Short problem: Reproduce the negotiation article starting at "In the world" and ending at "negotiation on track?", replacing "lawsuit" with "formal complaint".

Source passage:
--------------------------------------------------
How To Deal With Threats During A Negotiation

A negotiator needs to know how to deal with threats when they show up
A negotiator needs to know how to deal with threats when they show up
Image Credit: Backdoor Survival

In the world of negotiating no matter what negotiation styles or negotiating techniques are being used, there is one thing that we can all count on eventually encountering: threats. The threats that we’re going to run into can take on many different forms. The other side of the table may threaten to walk away, file a lawsuit, or damage your reputation. When this happens, we need to be ready for it. What action should you take as a negotiator in order to keep your negotiation on track?

Understand The Threat

When the other side threatens you, often your first instinct is to threaten them back. However, it is generally not a good idea. The reason is because your threats may not be as powerful or credible as the other side of the table’s. If you threaten them, then they could launch an uncontrollable spiral of conflict. As an alternative you might be tempted to immediately concede to your opponent’s demands, but that would only reinforce his domineering tactics. A much better approach is to take the time to understand where this threat is coming from.

The first thing that you are going to want to do is to remove yourself from the situation. You can do this by mentally taking a break or by calling for a pause in the negotiations. Next you’ll want to spend time trying to understand what is motivating the threat against you. The other side may be threating you because they feel as though they are a victim and simply want to be heard and acknowledged. Alternatively, they may be simply telling you about the real constraints that they are facing and what other alternatives they have. Finally, they may be making the threat up. In this case the threat is a just a ruse.
--------------------------------------------------
Records provided:
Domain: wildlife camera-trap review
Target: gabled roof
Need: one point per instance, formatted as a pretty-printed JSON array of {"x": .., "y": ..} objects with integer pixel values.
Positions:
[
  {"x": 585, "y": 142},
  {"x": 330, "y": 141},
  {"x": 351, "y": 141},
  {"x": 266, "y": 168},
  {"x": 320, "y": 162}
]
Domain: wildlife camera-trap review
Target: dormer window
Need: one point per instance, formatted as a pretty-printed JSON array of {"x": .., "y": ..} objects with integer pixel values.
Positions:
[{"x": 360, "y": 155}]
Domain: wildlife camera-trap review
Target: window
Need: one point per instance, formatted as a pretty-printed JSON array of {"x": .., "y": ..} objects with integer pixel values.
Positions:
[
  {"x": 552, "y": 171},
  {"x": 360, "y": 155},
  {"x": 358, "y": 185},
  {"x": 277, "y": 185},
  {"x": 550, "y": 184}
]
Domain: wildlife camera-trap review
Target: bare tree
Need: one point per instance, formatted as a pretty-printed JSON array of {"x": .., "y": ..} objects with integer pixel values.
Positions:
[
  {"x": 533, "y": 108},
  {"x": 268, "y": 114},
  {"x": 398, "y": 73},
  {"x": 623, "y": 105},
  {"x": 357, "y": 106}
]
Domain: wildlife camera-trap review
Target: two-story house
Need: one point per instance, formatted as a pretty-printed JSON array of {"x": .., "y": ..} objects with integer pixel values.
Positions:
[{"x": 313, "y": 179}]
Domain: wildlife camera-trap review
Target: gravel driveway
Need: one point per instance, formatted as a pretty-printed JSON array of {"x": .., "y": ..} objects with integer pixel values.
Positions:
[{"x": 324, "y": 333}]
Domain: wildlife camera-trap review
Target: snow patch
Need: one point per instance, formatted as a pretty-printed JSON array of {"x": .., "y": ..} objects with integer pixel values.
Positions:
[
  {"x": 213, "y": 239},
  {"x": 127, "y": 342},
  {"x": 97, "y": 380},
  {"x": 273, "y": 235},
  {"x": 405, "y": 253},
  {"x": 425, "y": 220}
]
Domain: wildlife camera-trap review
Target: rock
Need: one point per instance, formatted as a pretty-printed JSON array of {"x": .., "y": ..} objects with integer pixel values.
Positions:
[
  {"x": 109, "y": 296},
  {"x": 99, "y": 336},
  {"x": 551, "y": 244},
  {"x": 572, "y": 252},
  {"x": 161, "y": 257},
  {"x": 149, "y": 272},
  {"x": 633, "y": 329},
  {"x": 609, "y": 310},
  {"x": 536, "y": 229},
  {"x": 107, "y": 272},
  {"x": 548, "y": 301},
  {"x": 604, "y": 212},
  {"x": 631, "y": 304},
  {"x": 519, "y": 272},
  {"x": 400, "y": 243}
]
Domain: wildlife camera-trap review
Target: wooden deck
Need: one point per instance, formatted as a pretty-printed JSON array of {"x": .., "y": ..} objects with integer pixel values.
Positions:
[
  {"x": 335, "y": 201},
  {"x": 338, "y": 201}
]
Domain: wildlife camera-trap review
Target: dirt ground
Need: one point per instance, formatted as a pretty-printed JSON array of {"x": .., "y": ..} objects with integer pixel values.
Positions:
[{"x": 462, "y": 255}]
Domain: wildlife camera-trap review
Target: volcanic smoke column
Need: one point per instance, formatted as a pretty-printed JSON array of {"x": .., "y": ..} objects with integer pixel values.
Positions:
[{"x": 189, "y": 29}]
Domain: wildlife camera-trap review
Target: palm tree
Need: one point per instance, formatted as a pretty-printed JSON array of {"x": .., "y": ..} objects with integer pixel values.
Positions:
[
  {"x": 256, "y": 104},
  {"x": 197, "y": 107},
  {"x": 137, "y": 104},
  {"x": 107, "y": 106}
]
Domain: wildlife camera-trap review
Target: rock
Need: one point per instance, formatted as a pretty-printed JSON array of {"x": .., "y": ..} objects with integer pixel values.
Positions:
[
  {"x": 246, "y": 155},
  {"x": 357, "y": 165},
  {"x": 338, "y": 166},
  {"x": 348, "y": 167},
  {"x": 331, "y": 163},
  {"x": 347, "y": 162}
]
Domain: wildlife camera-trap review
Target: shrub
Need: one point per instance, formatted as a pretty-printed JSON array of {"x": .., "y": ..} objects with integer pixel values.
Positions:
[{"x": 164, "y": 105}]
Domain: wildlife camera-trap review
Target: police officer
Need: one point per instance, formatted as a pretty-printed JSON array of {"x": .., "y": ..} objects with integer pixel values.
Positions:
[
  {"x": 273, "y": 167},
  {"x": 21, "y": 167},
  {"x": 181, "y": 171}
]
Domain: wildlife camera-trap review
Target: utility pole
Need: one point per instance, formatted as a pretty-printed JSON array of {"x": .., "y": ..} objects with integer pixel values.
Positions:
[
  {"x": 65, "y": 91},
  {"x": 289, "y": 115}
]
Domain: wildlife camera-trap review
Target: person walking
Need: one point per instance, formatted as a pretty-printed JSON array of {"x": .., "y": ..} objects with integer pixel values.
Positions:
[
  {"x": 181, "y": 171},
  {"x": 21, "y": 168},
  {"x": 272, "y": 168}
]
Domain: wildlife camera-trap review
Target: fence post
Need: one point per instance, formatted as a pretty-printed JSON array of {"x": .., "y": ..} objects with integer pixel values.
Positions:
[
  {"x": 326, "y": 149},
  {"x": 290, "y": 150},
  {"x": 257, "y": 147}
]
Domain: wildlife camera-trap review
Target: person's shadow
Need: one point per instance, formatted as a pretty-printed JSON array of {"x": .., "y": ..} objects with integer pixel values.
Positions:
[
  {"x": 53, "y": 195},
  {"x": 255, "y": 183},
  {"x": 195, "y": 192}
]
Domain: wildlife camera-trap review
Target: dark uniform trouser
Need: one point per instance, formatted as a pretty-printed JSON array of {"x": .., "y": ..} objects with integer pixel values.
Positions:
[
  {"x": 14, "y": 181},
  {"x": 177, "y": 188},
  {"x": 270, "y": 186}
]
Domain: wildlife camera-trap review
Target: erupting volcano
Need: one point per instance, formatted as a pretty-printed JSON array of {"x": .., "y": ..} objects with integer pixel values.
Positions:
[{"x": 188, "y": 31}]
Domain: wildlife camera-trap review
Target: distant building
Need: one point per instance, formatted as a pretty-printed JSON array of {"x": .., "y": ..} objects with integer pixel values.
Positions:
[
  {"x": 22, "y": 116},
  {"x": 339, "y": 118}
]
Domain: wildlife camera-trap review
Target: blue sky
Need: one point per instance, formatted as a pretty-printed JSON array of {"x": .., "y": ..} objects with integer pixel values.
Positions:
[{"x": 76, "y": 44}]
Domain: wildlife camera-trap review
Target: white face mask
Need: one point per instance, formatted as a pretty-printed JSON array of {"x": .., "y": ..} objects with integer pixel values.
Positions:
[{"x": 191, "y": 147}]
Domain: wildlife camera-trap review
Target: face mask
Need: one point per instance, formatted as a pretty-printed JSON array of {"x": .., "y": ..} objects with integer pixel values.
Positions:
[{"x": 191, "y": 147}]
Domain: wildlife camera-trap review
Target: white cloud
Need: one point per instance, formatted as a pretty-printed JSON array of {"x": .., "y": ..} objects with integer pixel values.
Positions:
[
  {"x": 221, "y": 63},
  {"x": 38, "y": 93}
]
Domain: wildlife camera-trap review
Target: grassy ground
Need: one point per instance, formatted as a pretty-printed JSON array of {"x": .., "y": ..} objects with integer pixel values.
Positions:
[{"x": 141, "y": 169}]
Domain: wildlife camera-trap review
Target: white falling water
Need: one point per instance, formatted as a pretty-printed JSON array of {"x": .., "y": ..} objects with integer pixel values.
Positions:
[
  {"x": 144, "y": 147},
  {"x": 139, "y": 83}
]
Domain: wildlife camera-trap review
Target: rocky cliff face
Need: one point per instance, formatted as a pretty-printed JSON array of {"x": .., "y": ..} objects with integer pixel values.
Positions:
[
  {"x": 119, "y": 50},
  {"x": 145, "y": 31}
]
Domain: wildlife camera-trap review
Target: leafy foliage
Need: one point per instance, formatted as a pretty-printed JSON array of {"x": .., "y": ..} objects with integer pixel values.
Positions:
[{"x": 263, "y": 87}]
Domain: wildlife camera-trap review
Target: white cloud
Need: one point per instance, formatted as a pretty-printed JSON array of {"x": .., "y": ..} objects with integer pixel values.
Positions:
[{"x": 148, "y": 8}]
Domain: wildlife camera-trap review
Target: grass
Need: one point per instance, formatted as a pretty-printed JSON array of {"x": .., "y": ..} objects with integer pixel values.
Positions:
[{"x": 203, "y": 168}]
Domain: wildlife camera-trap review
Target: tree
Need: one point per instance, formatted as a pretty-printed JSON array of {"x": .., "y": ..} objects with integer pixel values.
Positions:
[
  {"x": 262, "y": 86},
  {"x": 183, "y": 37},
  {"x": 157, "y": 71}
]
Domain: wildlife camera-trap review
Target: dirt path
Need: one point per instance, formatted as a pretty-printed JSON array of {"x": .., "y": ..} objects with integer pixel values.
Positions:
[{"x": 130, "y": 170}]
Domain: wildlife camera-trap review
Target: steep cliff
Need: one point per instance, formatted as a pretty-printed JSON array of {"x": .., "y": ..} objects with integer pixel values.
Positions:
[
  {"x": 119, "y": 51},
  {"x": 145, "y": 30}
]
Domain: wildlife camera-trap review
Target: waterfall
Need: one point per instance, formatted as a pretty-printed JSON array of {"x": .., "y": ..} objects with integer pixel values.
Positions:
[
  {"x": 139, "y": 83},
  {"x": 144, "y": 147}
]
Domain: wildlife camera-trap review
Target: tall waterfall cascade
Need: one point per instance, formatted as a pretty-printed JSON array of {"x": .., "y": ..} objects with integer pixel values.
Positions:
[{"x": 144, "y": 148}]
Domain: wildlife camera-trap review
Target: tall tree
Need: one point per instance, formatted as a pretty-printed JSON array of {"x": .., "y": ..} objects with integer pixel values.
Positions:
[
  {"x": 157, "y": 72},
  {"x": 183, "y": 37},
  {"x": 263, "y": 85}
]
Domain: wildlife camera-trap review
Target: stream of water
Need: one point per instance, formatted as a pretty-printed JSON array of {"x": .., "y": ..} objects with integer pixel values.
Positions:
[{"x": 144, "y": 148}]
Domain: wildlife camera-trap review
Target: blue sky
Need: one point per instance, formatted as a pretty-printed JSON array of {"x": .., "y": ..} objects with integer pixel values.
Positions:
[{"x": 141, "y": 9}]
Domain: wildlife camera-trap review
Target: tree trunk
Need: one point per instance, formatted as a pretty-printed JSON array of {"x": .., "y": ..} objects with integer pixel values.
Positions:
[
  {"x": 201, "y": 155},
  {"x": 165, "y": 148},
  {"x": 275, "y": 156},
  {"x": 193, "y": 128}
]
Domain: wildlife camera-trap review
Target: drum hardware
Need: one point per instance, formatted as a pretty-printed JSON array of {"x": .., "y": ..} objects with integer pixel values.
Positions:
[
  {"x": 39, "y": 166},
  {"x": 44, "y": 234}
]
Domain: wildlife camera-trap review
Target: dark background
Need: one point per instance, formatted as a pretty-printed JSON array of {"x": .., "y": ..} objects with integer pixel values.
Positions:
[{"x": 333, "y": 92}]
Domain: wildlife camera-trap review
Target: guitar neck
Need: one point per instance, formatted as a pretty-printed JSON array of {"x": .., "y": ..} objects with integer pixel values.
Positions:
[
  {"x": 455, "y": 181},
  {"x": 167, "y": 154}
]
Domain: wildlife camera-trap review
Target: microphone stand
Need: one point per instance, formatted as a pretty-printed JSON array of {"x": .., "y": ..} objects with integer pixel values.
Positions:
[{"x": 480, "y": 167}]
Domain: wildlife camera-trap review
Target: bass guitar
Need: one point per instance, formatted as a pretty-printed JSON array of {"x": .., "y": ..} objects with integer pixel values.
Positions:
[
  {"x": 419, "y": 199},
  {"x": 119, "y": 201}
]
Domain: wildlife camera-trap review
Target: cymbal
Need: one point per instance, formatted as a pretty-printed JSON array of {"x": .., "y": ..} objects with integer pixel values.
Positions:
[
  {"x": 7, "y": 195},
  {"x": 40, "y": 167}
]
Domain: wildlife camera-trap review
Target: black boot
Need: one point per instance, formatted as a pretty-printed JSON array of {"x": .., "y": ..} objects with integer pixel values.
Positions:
--------------------------------------------------
Response to this task:
In the world of negotiating no matter what negotiation styles or negotiating techniques are being used, there is one thing that we can all count on eventually encountering: threats. The threats that we’re going to run into can take on many different forms. The other side of the table may threaten to walk away, file a formal complaint, or damage your reputation. When this happens, we need to be ready for it. What action should you take as a negotiator in order to keep your negotiation on track?